[Opening Passage shown section]

Mom and Dad showed their daughter nothing but grace and love, supporting her through her pregnancy in every way they could.

The baby boy, Kyson, died three and a half months after he was born.

Chelsea Mayes' loving Facebook message after a Snapchat post from a server who used the N word to refer to her and her friends.

Eight months later, Mayes shot into the national spotlight after showing grace to a Cheddar’s restaurant server.

“I am so hungover,” the server wrote on Snapchat while serving Mayes and her friends. “And I have a section full of n-----s right now.”

Mayes responded with a Facebook post that said, in part, “This ‘n-----’ loves you and there isn’t anything you can do about it.”

Mayes said her attitude of forgiveness is newfound, inspired by the short life of her son.

“To see how he made such an impact in such a small amount of time? Incredible,” Mayes said.

“It made me think: How am I impacting people? What more can I do? You get a new faith in God.

“Now, it’s almost like my faith won’t allow me to hate or be angry.”

Her baby boy, Mayes said, was perfect. Slept through most nights from the get go, smiled and cooed often, rarely cried.

“He was my best friend,” she said. “I know babies can’t talk, but we talked to each other. I took him everywhere.”

Chelsea Mayes with her three-month-old son, Kyson, in December 2015, just a couple of weeks before he died suddenly from respiratory syncytial virus (RSV).

After his late-night feeding, Kyson usually slept until 7 a.m., when his crying would wake up his deep-sleeping mom.

A couple weeks after turning three months old, Kyson started to get congested, and Mayes took the baby to the doctor.

The diagnosis: Respiratory syncytial virus (RSV), which can be fatal in babies younger than four months old.

[Closing Passage shown section]
[Opening Data records section]

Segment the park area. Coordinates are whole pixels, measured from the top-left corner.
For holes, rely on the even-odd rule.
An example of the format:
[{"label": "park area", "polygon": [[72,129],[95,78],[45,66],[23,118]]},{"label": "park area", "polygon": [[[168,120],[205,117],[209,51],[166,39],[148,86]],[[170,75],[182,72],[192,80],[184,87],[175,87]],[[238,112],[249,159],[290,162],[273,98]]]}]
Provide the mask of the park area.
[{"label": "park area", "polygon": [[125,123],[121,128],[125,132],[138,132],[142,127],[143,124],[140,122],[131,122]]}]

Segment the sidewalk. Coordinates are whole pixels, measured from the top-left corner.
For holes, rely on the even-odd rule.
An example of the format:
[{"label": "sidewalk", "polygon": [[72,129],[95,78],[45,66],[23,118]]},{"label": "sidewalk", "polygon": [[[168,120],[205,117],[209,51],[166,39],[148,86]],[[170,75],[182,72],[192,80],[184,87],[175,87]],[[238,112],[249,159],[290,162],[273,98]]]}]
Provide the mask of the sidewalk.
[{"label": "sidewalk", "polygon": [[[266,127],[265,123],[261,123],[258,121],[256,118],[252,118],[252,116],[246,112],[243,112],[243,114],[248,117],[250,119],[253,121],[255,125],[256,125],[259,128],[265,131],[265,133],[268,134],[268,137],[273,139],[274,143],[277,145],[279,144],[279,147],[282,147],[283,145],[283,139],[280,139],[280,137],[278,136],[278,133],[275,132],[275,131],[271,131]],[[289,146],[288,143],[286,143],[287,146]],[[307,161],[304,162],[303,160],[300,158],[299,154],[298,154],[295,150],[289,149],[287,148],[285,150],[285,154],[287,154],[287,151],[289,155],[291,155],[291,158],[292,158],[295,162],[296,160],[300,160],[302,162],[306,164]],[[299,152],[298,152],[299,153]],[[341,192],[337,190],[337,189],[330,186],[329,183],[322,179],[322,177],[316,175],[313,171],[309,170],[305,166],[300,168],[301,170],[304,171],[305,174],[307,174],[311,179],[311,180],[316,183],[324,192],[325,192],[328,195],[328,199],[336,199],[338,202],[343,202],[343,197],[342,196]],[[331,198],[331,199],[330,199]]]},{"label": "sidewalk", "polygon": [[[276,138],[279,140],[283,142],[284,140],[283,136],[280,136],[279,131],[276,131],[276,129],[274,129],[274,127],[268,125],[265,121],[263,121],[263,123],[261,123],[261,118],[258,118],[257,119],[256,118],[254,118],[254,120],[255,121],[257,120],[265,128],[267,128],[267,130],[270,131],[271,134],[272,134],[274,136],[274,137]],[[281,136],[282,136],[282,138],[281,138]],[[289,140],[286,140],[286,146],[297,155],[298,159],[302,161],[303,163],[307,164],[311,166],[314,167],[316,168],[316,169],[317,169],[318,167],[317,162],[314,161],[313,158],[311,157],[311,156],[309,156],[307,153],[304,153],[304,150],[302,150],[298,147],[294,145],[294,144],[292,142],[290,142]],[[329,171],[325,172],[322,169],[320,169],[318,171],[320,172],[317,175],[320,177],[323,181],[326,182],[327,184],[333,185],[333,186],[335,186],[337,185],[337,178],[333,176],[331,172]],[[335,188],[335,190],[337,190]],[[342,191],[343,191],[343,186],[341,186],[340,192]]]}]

[Closing Data records section]
[Opening Data records section]

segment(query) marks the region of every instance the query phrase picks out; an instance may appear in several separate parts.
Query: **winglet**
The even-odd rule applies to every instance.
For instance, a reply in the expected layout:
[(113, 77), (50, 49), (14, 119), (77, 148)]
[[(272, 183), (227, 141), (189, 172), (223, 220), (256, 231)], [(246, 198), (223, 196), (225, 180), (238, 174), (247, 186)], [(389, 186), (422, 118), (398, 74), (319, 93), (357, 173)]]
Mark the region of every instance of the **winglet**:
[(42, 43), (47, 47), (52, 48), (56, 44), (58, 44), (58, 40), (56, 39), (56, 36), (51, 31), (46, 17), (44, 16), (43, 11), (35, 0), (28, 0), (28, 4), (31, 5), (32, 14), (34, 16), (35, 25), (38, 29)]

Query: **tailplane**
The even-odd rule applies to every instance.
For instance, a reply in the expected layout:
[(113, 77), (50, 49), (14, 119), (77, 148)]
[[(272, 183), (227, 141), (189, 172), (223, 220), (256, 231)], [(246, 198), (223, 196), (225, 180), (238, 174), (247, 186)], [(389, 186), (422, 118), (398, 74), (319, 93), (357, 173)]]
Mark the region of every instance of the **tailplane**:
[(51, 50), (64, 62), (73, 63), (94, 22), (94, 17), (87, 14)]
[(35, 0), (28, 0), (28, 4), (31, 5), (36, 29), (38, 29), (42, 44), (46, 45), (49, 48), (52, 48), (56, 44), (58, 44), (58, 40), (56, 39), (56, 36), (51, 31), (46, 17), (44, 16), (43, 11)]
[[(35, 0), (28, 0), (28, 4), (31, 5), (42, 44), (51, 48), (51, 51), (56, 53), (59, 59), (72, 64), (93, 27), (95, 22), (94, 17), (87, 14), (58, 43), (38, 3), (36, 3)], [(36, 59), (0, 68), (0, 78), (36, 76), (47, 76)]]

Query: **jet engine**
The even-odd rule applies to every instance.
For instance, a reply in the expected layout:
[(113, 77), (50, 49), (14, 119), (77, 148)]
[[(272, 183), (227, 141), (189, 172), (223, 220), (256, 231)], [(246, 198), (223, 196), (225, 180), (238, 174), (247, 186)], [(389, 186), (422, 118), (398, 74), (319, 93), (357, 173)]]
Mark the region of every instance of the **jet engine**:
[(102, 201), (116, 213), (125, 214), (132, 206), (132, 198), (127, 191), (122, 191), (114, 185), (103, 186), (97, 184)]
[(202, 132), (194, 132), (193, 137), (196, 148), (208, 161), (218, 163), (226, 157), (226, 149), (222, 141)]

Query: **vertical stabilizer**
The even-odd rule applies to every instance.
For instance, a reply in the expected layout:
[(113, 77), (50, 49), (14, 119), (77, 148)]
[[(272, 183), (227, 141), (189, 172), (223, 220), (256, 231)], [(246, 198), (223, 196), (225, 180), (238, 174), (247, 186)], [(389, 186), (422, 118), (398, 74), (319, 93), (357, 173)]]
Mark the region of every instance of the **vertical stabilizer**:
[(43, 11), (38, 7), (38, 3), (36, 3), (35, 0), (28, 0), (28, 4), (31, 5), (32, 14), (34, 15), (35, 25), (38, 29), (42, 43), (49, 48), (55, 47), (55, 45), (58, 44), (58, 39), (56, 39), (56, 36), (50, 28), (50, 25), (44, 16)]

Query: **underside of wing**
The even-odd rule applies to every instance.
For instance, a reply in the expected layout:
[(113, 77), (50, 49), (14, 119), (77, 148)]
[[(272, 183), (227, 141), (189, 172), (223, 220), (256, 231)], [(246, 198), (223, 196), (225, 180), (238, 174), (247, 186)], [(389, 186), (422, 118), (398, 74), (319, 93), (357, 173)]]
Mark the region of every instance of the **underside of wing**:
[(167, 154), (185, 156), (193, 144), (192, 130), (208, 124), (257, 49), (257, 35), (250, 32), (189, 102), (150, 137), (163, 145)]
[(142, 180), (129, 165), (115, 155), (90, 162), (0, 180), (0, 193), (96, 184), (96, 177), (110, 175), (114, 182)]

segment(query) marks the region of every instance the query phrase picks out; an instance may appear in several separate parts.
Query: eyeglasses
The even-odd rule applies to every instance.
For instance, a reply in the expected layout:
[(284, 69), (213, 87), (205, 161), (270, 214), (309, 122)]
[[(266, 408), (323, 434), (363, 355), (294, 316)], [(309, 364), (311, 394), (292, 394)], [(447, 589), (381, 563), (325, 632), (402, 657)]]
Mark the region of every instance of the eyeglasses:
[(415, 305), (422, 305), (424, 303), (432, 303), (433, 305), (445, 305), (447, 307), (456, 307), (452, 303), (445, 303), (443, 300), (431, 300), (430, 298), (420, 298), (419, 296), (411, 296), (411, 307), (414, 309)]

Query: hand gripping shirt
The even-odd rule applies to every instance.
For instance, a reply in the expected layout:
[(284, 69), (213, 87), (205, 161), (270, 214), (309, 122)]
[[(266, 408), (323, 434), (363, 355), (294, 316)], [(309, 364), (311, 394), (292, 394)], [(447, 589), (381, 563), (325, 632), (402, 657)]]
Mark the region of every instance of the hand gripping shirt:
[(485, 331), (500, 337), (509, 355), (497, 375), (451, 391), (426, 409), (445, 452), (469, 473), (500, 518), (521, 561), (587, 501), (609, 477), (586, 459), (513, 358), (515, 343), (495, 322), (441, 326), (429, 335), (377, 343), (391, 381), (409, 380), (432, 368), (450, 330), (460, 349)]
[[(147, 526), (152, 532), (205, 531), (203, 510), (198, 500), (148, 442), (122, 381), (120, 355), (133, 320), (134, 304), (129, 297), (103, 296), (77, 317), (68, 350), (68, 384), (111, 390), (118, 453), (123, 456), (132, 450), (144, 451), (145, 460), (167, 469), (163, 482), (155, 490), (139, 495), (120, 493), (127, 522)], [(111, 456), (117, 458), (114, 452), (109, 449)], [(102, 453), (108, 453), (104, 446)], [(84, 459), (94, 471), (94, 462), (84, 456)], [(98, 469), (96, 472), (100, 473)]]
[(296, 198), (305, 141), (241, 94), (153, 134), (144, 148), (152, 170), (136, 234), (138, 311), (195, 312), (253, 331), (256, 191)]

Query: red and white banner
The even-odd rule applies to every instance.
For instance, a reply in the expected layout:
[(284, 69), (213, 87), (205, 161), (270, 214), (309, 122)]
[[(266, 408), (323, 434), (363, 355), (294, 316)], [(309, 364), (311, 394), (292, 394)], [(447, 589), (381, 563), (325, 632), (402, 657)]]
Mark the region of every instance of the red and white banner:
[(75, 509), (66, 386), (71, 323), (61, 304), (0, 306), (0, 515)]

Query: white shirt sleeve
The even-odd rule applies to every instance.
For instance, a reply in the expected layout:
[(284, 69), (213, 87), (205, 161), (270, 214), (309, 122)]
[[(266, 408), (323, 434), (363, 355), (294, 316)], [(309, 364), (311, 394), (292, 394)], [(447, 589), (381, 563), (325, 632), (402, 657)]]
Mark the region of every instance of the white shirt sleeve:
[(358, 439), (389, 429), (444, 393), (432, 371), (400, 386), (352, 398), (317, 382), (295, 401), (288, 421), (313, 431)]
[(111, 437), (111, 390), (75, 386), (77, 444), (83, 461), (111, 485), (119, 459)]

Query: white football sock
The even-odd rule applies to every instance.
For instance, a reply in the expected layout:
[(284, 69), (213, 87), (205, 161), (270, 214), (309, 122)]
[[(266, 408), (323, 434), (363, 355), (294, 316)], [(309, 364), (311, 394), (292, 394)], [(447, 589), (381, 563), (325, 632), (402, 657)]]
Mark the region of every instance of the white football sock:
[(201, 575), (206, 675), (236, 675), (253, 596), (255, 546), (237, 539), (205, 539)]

[Closing Data records section]
[Opening Data records section]

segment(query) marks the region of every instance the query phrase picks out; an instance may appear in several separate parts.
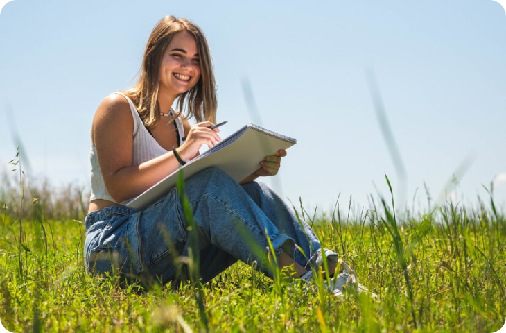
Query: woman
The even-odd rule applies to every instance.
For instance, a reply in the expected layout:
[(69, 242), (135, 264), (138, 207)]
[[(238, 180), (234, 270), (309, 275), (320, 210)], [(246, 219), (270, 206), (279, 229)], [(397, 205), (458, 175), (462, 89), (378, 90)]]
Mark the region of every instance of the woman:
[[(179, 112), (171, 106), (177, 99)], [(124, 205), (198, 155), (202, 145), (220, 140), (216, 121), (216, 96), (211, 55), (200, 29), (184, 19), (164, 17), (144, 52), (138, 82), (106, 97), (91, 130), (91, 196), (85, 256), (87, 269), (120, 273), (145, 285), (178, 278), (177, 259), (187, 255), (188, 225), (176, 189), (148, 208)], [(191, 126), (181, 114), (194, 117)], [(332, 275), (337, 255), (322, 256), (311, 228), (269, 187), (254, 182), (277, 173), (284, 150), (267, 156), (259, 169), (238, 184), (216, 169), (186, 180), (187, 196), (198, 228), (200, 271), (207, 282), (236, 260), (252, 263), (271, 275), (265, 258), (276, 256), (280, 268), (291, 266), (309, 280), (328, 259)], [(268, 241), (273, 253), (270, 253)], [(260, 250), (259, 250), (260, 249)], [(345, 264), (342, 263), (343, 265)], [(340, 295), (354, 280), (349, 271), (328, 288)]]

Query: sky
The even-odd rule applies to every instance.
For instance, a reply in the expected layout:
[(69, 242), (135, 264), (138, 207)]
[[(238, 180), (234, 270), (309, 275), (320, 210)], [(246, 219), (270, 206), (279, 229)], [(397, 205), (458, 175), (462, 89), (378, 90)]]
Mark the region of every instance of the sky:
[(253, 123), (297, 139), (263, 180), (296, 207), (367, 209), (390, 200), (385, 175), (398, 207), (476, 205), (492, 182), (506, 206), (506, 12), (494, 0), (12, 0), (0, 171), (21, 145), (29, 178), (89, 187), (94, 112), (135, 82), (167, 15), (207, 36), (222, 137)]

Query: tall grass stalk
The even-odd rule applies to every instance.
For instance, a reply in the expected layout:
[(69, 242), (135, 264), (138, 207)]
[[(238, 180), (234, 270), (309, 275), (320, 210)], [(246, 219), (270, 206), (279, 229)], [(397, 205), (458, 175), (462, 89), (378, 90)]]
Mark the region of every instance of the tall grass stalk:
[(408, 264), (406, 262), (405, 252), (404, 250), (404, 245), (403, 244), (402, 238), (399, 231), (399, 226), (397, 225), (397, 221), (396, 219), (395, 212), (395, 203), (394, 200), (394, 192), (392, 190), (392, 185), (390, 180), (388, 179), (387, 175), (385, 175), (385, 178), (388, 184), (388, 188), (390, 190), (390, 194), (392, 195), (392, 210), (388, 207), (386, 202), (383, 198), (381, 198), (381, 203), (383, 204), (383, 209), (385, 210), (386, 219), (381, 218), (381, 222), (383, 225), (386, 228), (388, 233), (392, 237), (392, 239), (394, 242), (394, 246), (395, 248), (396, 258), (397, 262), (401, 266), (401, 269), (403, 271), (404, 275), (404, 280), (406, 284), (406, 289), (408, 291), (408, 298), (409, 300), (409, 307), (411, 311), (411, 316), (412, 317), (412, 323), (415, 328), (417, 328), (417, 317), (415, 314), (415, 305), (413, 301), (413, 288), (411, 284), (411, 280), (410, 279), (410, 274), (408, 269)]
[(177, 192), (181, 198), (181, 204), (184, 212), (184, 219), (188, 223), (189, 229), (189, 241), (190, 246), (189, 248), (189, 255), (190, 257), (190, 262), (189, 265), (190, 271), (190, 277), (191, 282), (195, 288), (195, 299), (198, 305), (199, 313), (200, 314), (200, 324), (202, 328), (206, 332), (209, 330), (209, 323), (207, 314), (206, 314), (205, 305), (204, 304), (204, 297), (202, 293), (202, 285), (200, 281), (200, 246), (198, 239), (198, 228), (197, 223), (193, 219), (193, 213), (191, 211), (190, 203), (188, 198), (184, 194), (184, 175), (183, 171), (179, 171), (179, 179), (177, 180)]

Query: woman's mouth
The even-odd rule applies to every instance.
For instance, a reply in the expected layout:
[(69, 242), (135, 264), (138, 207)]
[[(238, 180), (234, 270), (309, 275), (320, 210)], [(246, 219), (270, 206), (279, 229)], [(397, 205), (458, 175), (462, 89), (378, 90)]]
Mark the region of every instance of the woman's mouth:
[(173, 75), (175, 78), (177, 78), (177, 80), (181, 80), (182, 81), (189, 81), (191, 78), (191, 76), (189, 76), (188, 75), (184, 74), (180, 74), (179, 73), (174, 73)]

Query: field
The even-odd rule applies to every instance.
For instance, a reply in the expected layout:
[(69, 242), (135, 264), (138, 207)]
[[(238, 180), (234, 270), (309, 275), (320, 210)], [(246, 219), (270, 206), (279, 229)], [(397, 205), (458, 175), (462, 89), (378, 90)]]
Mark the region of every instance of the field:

[Closing Data records section]

| Exercise goal |
Return, word for word, the stretch of the article about Chelsea Mayes from "Eight months later, Mayes" through "faith in God.".

| Result for this exercise |
Eight months later, Mayes shot into the national spotlight after showing grace to a Cheddar’s restaurant server.

“I am so hungover,” the server wrote on Snapchat while serving Mayes and her friends. “And I have a section full of n-----s right now.”

Mayes responded with a Facebook post that said, in part, “This ‘n-----’ loves you and there isn’t anything you can do about it.”

Mayes said her attitude of forgiveness is newfound, inspired by the short life of her son.

“To see how he made such an impact in such a small amount of time? Incredible,” Mayes said.

“It made me think: How am I impacting people? What more can I do? You get a new faith in God.